> Data section:
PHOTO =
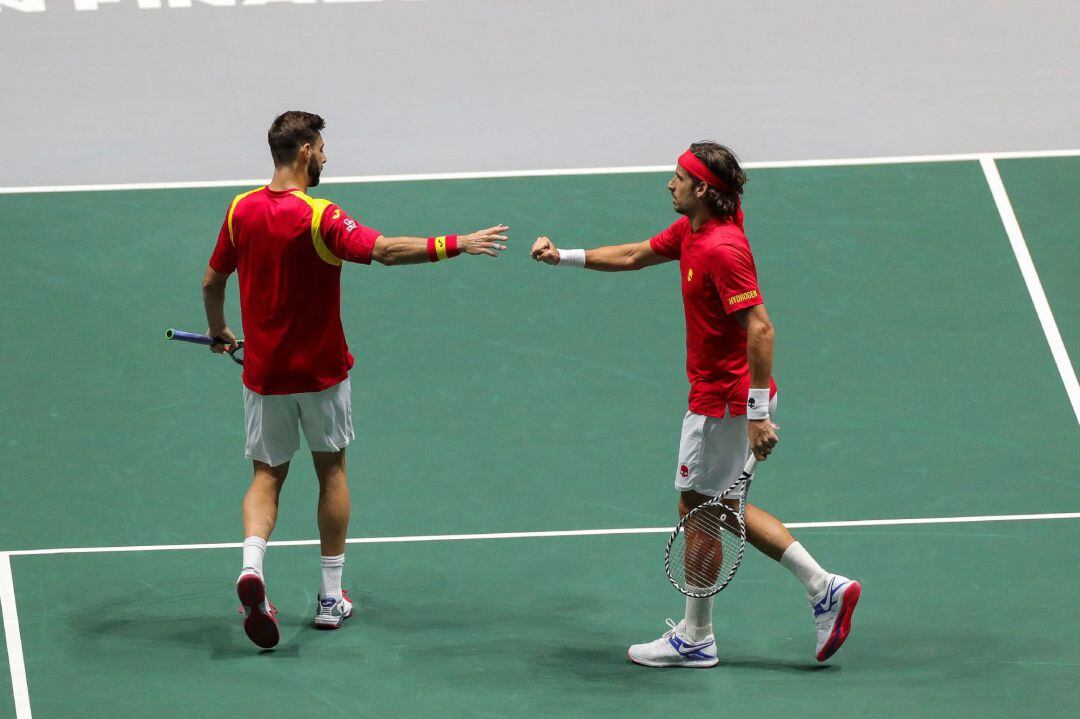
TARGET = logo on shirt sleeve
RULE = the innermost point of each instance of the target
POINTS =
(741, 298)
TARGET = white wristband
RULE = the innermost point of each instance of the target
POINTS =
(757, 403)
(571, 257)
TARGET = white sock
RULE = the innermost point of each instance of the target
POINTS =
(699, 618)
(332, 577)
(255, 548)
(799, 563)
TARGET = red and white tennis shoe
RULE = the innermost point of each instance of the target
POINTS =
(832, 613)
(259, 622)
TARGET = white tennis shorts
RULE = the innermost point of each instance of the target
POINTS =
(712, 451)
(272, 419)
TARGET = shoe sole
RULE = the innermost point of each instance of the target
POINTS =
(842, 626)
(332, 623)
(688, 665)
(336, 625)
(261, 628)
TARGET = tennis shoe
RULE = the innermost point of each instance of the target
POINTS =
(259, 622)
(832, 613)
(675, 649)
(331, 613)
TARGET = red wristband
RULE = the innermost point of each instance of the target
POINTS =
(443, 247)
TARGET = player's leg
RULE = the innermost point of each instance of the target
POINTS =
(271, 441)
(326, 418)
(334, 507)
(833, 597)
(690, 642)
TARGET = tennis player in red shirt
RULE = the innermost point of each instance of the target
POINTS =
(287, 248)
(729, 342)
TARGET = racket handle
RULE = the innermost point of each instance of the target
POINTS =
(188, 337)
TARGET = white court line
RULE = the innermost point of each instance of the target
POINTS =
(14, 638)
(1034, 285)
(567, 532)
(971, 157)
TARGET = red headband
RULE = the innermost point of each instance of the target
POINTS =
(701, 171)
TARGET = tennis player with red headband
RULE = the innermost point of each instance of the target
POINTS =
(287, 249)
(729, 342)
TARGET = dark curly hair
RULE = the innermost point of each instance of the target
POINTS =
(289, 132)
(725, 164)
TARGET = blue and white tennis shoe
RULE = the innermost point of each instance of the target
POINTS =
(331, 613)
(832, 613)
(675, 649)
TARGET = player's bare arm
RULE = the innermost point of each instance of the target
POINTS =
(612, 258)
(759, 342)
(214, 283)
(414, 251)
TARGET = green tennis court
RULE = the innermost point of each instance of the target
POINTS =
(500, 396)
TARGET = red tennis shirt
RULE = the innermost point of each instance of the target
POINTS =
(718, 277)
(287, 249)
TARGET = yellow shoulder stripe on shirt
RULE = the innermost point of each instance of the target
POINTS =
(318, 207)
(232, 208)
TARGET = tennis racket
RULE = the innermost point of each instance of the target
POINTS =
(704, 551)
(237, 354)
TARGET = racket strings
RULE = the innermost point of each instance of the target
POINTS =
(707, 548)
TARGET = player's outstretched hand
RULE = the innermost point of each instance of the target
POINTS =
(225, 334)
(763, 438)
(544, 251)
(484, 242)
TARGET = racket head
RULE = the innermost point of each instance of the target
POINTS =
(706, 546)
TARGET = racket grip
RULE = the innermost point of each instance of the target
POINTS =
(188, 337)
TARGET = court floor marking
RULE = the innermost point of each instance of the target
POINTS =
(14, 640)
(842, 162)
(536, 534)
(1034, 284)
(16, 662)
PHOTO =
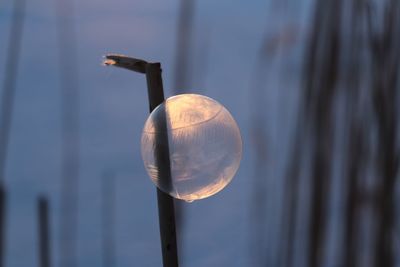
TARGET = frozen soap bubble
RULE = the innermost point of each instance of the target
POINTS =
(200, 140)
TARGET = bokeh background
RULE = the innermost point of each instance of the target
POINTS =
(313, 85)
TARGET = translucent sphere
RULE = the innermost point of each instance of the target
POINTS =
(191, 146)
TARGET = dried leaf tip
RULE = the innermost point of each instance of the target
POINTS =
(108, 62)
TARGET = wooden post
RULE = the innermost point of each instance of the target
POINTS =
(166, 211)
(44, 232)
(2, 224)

> Task to carry out:
Reproduce the records above line for line, leaving out the pictures.

> Answer for the task:
PHOTO =
TARGET = logo on shirt sleeve
RULE = the innermost point of each instance of the target
POINTS =
(741, 298)
TARGET = white wristband
RULE = the innermost point of each instance of the target
POINTS =
(757, 403)
(571, 257)
TARGET = white sock
RULE = the innermost point of each instance of the target
POINTS =
(699, 618)
(332, 577)
(255, 548)
(799, 563)
TARGET = red and white tennis shoe
RULE = the innermost point of each instance of the target
POINTS =
(832, 613)
(259, 622)
TARGET = white tennis shorts
RULE = the innermost point of each instance of the target
POINTS =
(712, 451)
(272, 419)
TARGET = shoe sole
RULE = the innermost point of each instance of the target
POINTS =
(842, 626)
(332, 623)
(688, 665)
(336, 625)
(261, 628)
TARGET = tennis shoe
RULE = the innermost point of each instance of the target
POINTS =
(259, 622)
(832, 613)
(675, 649)
(331, 613)
TARGET = red wristband
RULE = the innermost point of each instance of the target
POINTS =
(443, 247)
TARGET = player's leg
RULE = the innermost point of each instance of the target
POINTS =
(271, 441)
(326, 418)
(334, 507)
(833, 597)
(690, 642)
TARGET = tennis player in red shirt
RULE = the innermost point of each instance of the target
POINTS =
(287, 248)
(729, 342)
TARGET = racket handle
RULE = the innermost point of each instance of the target
POINTS =
(188, 337)
TARGET = white court line
RULE = the innermost point of each instance of the target
POINTS =
(14, 638)
(1034, 285)
(567, 532)
(971, 157)
TARGET = red headband
RULE = the innermost point of each instance of the target
POINTS =
(701, 171)
TARGET = tennis player with red headband
RULE = the innermost point of each instance of the target
POINTS =
(287, 249)
(729, 342)
TARGET = dark curly hair
RULE = the innermost point of each instance of the target
POINTS =
(289, 132)
(725, 164)
TARGET = blue and white tennis shoe
RULE = the innermost point of each instance of the target
POINTS =
(331, 613)
(832, 613)
(675, 649)
TARGET = player's bare arm
RULE = the innermost point of each instance of the target
POINTS =
(612, 258)
(759, 342)
(214, 283)
(414, 251)
TARGET = green tennis court
RULE = the innermost point of each instance of the target
POINTS =
(500, 396)
TARGET = red tennis shirt
RULE = the innermost point of each instance of the target
POINTS =
(718, 277)
(287, 249)
TARGET = yellow shoulder stripe on shirt
RULE = the innermost point of each instance of the target
POINTS =
(318, 207)
(232, 208)
TARGET = tennis racket
RULE = the innermost point of each instance of the target
POINTS =
(704, 551)
(237, 354)
TARGET = racket strings
RULE = the innermost point of each instance of the target
POINTS =
(707, 548)
TARGET = player's outstretched hand
RULE = the innermost point of each instance of the target
POINTS =
(225, 334)
(763, 438)
(544, 251)
(484, 242)
TARGET = racket head
RULE = the innermost point of each instance of the target
POINTS =
(706, 546)
TARGET = racket grip
RULE = the innermost point of each instance of the target
POINTS =
(188, 337)
TARGET = court floor marking
RULE = the innermost point of each instance of the target
POINTS =
(14, 640)
(842, 162)
(536, 534)
(1034, 284)
(16, 662)
PHOTO =
TARGET = frozen soap bubble
RULE = the innermost point of each instance of the target
POINTS =
(200, 140)
TARGET = bokeh background
RULE = the innermost point of each instance of the target
POINTS =
(313, 85)
TARGET = translucent sphere
RULE = the innermost point of each instance of the target
POINTS =
(191, 146)
TARGET = dried leaf tip
RULE = the innermost point of each instance of the target
POINTS =
(108, 62)
TARGET = wooden post
RULE = the innermost point of each instance of the target
POINTS =
(166, 211)
(44, 232)
(2, 224)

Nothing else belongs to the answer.